## Dataset records

## start

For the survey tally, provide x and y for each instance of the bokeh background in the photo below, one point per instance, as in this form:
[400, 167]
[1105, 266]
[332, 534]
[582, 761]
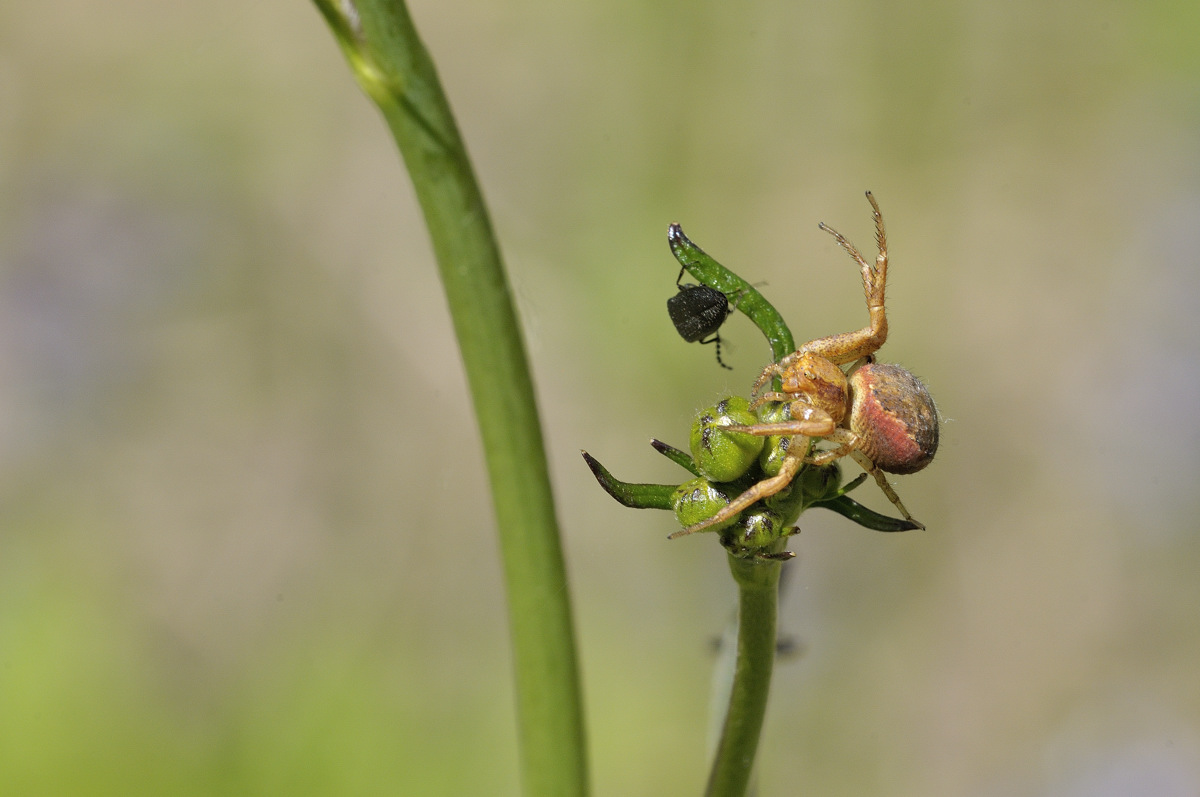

## end

## EXERCISE OBJECTIVE
Rewrite the listing above with "bokeh background" changed to "blurred background" and every other part left unchanged. Omit the pictures from your answer.

## WRITTEN SOLUTION
For the survey tally, provide x and y for each instance of the blurred background in the photo below, one point per instance, as in this form:
[400, 167]
[1105, 266]
[332, 534]
[582, 761]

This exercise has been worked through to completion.